**Try it:** A faithful copy of the data below is required, leaving out every picture.

**Data extract:**
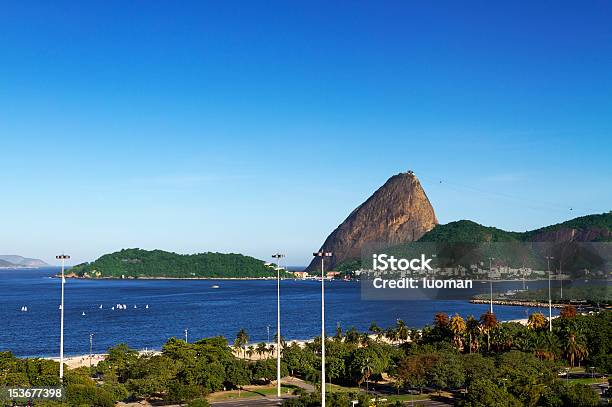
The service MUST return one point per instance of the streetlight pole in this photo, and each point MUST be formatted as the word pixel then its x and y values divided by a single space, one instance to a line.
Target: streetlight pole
pixel 278 257
pixel 491 285
pixel 63 258
pixel 548 259
pixel 90 348
pixel 322 255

**Answer to this exercise:**
The service MUST return one point per instance of the streetlight pole in this photo, and each point MUST be formatted as the word pixel then its x and y values divided by a single space, one instance to a line.
Target: streetlight pole
pixel 278 257
pixel 491 285
pixel 63 258
pixel 548 259
pixel 90 348
pixel 322 255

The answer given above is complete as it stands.